Problem
Convert all of the material below into a Markdown table with the columns Number and Text, with one numbered row per line. Omit blank lines and leave out the pictures.

───

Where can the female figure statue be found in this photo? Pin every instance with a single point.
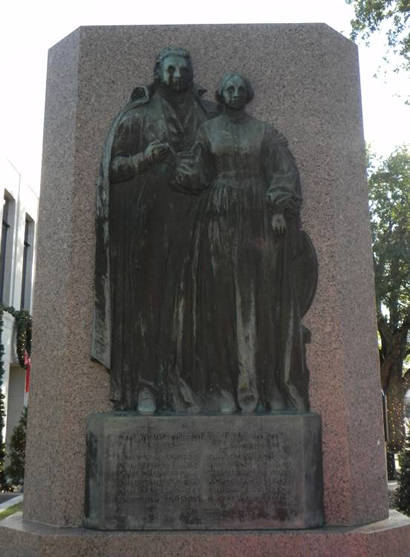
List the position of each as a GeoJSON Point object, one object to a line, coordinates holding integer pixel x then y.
{"type": "Point", "coordinates": [243, 295]}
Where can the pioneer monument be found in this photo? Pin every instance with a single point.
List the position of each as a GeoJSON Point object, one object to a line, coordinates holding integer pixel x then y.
{"type": "Point", "coordinates": [229, 458]}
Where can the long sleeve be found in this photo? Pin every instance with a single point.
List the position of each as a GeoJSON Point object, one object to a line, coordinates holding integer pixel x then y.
{"type": "Point", "coordinates": [194, 168]}
{"type": "Point", "coordinates": [126, 159]}
{"type": "Point", "coordinates": [283, 193]}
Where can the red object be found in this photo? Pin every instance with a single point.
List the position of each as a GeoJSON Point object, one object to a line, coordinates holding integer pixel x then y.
{"type": "Point", "coordinates": [27, 365]}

───

Output for this task
| Number | Text |
|---|---|
| 1 | Where can the female figure statue be found in this photo? Pin every instance with a single point. |
| 2 | List the position of each as a GeoJSON Point object, one object to a line, coordinates holding integer pixel x then y. |
| 3 | {"type": "Point", "coordinates": [243, 295]} |
| 4 | Where can the pioneer monument be found in this photo? Pin every instance with a single point. |
| 5 | List the position of each as a GeoJSON Point object, one object to a line, coordinates holding integer pixel x then y. |
| 6 | {"type": "Point", "coordinates": [229, 458]} |
| 7 | Where can the long sleeve be found in this photo? Pin every instance with a single point. |
| 8 | List the position of each as a GeoJSON Point object, one object to a line, coordinates holding integer pixel x then y. |
| 9 | {"type": "Point", "coordinates": [194, 168]} |
| 10 | {"type": "Point", "coordinates": [126, 159]} |
| 11 | {"type": "Point", "coordinates": [283, 193]} |
| 12 | Where can the red object be found in this photo? Pin every instance with a single point. |
| 13 | List the position of each as a GeoJSON Point object, one object to a line, coordinates holding integer pixel x then y. |
| 14 | {"type": "Point", "coordinates": [27, 365]} |